* PAGE EXTRACT *
::::::::::

Thursday was also the first time the Russell has underperformed the S&P 500 since late December. We'll have to see if there is any follow-through here -- but, as you can see, when the ratio ticks up from this area, the S&P tends to be closer to a high than to a low. I had thought the ratio would get under 1.65 on this move, and it has only reached 1.66 so far.

S&P 500 vs. Russell 2000

Now let's look at the number of stocks making new highs. Last Wednesday, the first day of the new year, there were 454 new highs, fewer than the 495 we saw in September. Thursday saw just around 300. That is very disappointing, and it is a negative divergence. Even if stocks are able to rally some more in the next few days, I don't believe we'll see the additional 200 stocks at new highs that would be needed to beat out this previous peak reading.

I won't go through all the charts I showed here Thursday, but suffice it to say the 30-day moving average of the advance-decline line is still reading as overbought, and it's now at a lower high. The Volume Indicator is in the same situation, as well, and the moving average of the ISE call-put ratio is rolling over.

::::::::::

* RAW RECORDS *
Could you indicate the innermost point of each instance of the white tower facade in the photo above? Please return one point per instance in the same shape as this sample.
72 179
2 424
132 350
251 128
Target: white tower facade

::::::::::

* WRITTEN TASKS *
1. Name every indicator that the final paragraph of the market commentary mentions.
2. Extract everything in the market commentary from "Now let's look" down to "previous peak reading.".
3. Answer these questions using the market commentary:
(a) Below what level had the author expected the ratio to fall on this move?
(b) How many new highs were there last Wednesday?
(c) Which moving average is described as rolling over?
The listing has no connection to the market commentary.

* LIST OF SOLUTIONS *
1.
- The 30-day moving average of the advance-decline line
- The Volume Indicator
- The moving average of the ISE call-put ratio

2.
Now let's look at the number of stocks making new highs. Last Wednesday, the first day of the new year, there were 454 new highs, fewer than the 495 we saw in September. Thursday saw just around 300. That is very disappointing, and it is a negative divergence. Even if stocks are able to rally some more in the next few days, I don't believe we'll see the additional 200 stocks at new highs that would be needed to beat out this previous peak reading.

3.
(a) 1.65
(b) 454
(c) The moving average of the ISE call-put ratio